Task directions »
Quote the stretch of the records from the start through the line containing "point(1201, 407)", both ends included, word for word. Omit the pictures from your answer.

────────

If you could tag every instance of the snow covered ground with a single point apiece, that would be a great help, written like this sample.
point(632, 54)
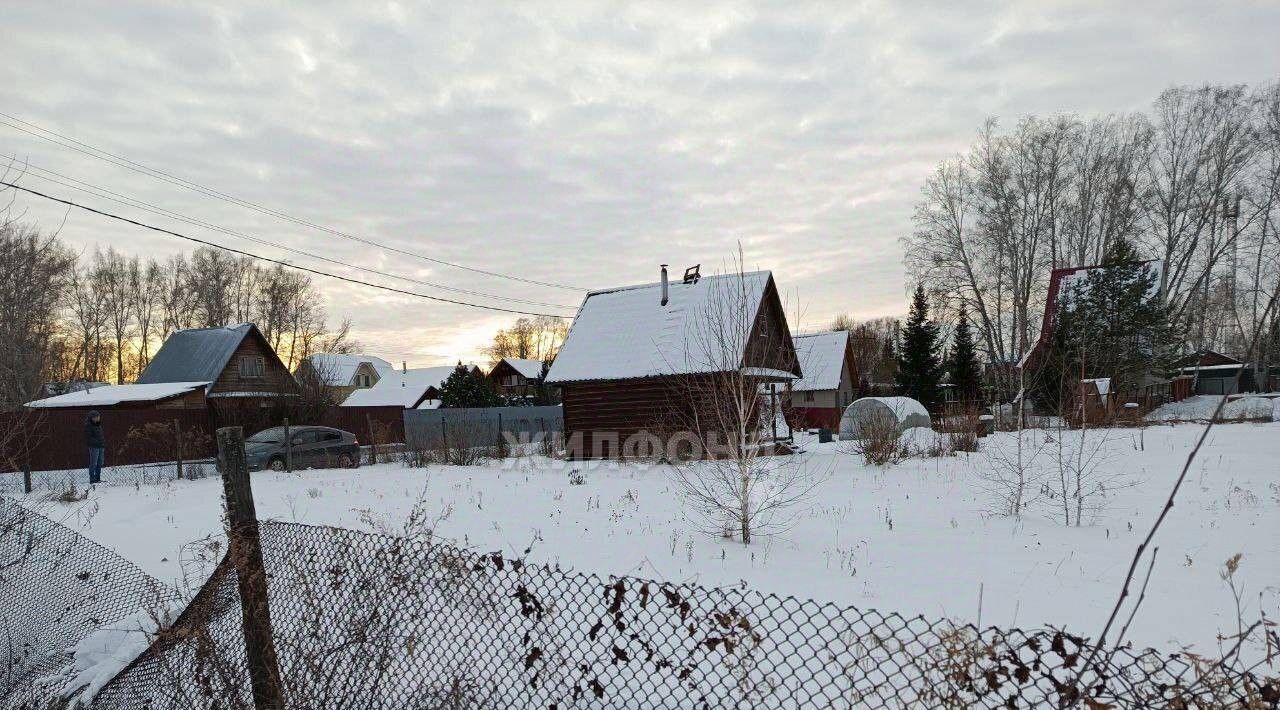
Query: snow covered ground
point(915, 537)
point(1201, 407)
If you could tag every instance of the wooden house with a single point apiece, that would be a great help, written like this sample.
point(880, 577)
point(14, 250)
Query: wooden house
point(242, 372)
point(513, 376)
point(416, 388)
point(828, 384)
point(636, 357)
point(343, 372)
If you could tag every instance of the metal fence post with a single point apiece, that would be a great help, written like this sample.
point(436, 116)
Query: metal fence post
point(245, 549)
point(177, 436)
point(288, 447)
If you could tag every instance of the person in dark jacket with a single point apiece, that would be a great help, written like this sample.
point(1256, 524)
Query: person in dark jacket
point(96, 447)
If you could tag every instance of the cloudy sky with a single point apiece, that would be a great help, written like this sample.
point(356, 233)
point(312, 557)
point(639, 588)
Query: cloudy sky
point(571, 143)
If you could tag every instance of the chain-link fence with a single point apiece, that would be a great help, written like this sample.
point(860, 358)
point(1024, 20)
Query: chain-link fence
point(56, 587)
point(368, 621)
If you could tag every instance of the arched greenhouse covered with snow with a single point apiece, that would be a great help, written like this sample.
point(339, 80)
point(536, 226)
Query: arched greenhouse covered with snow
point(901, 412)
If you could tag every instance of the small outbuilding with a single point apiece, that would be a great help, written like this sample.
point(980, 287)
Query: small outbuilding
point(903, 412)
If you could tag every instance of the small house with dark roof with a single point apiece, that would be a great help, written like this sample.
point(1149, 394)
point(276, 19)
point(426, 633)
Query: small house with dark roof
point(513, 376)
point(343, 372)
point(634, 360)
point(819, 397)
point(242, 371)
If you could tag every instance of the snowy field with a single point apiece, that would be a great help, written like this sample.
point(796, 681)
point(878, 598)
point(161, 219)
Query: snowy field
point(917, 537)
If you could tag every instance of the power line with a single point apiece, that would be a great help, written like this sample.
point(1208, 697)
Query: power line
point(105, 193)
point(92, 151)
point(266, 259)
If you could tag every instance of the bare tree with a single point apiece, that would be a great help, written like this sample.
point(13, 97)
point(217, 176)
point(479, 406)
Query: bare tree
point(33, 287)
point(146, 292)
point(739, 486)
point(112, 273)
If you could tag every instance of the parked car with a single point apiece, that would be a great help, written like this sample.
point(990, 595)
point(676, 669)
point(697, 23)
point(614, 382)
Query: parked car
point(314, 447)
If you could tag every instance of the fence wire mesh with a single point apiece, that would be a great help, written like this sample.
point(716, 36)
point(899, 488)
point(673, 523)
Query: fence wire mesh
point(56, 587)
point(368, 621)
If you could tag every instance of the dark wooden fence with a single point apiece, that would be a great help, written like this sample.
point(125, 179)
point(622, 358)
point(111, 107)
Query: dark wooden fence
point(388, 422)
point(54, 439)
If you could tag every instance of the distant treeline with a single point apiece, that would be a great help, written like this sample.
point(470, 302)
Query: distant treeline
point(103, 316)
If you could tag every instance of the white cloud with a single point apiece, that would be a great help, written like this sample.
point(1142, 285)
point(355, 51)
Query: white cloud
point(579, 143)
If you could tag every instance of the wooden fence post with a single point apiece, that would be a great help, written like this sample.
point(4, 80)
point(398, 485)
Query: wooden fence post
point(177, 435)
point(245, 548)
point(288, 447)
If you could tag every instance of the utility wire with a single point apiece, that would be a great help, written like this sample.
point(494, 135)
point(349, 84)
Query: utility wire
point(105, 193)
point(266, 259)
point(86, 149)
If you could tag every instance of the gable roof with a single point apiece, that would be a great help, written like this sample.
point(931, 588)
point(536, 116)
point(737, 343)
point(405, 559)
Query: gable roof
point(402, 389)
point(199, 355)
point(822, 360)
point(339, 369)
point(627, 333)
point(108, 395)
point(1060, 284)
point(530, 369)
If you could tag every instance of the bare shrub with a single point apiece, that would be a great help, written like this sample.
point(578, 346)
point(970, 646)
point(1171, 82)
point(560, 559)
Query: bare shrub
point(880, 443)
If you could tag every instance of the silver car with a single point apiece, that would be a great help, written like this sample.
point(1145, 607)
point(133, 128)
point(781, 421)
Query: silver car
point(314, 447)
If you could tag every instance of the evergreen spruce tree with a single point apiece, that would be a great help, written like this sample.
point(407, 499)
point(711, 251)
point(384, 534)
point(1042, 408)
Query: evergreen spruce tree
point(1110, 324)
point(918, 363)
point(467, 388)
point(963, 365)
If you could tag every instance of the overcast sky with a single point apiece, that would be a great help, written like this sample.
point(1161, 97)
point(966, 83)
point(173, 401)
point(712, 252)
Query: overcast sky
point(577, 143)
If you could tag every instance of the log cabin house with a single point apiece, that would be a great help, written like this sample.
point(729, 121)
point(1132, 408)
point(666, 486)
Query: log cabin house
point(636, 357)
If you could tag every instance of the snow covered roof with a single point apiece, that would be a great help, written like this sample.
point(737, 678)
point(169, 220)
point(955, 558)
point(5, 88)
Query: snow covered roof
point(530, 369)
point(627, 333)
point(1102, 384)
point(401, 389)
point(196, 355)
point(822, 360)
point(114, 394)
point(339, 369)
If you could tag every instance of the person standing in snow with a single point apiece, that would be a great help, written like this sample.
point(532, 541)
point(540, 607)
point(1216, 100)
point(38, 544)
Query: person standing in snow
point(96, 447)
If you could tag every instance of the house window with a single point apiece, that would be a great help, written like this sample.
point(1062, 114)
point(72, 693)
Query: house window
point(252, 366)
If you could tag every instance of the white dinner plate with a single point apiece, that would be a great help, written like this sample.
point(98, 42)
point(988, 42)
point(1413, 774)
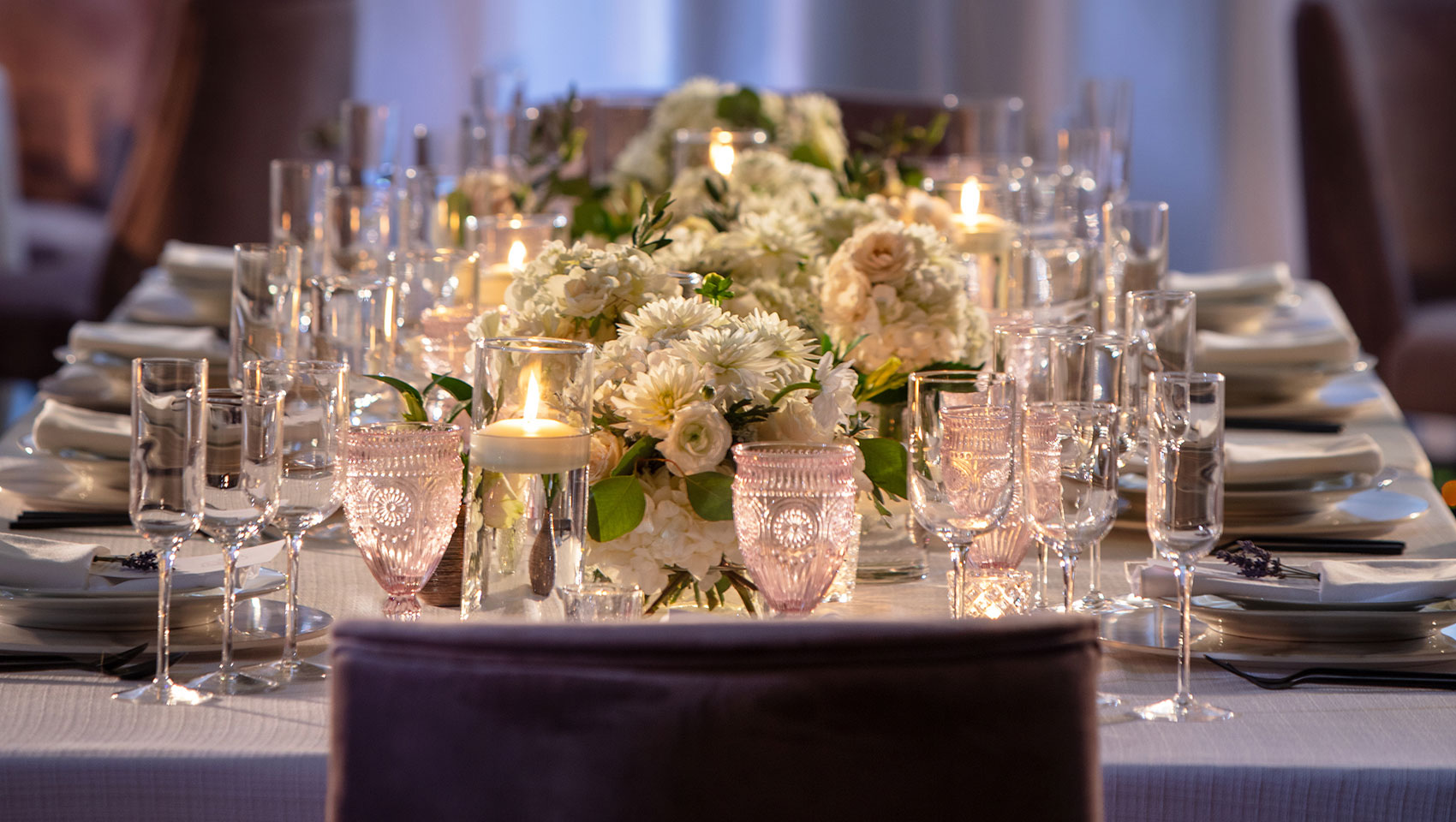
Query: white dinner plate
point(1155, 630)
point(121, 610)
point(260, 626)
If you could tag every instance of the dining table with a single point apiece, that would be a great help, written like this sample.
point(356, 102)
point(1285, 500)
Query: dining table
point(1328, 753)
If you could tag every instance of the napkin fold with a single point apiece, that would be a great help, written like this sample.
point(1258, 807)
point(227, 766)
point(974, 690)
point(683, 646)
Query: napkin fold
point(127, 341)
point(60, 426)
point(1340, 581)
point(1235, 284)
point(1266, 457)
point(35, 562)
point(1322, 345)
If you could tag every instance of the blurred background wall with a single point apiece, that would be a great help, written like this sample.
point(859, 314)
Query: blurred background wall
point(1213, 127)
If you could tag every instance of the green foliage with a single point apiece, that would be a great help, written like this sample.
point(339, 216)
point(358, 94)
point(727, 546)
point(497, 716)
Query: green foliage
point(615, 508)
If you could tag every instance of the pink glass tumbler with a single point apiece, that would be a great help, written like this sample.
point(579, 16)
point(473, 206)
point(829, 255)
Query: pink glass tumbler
point(403, 497)
point(794, 509)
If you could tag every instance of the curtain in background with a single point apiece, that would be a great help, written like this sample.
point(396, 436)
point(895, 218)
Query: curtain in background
point(1213, 130)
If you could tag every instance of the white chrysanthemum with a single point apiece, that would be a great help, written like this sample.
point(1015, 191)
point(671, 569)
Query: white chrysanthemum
point(650, 401)
point(670, 534)
point(734, 361)
point(673, 318)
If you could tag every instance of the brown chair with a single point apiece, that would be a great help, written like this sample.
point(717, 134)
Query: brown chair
point(715, 722)
point(1378, 128)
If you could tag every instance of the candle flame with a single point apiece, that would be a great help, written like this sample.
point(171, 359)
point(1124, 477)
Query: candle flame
point(534, 399)
point(970, 197)
point(721, 154)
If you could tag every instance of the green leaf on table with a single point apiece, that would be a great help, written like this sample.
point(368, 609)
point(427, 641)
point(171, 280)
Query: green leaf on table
point(886, 464)
point(414, 403)
point(711, 495)
point(615, 507)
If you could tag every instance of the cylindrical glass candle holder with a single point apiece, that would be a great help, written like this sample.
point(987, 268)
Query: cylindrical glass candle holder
point(507, 243)
point(528, 483)
point(717, 149)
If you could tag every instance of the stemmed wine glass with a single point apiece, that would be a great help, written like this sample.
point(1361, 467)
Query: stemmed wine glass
point(961, 457)
point(1184, 505)
point(315, 426)
point(168, 406)
point(243, 431)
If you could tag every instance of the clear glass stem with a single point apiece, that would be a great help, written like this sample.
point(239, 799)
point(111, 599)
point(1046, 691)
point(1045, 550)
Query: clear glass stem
point(1183, 569)
point(290, 639)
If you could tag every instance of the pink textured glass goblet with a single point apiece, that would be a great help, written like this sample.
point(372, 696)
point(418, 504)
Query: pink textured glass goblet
point(403, 497)
point(794, 509)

────────

Solution for this task »
If you could tag every instance of the snow covered ground with a single point apiece, that would be a great help, written like this sample.
point(632, 54)
Query: snow covered ground
point(915, 537)
point(1201, 407)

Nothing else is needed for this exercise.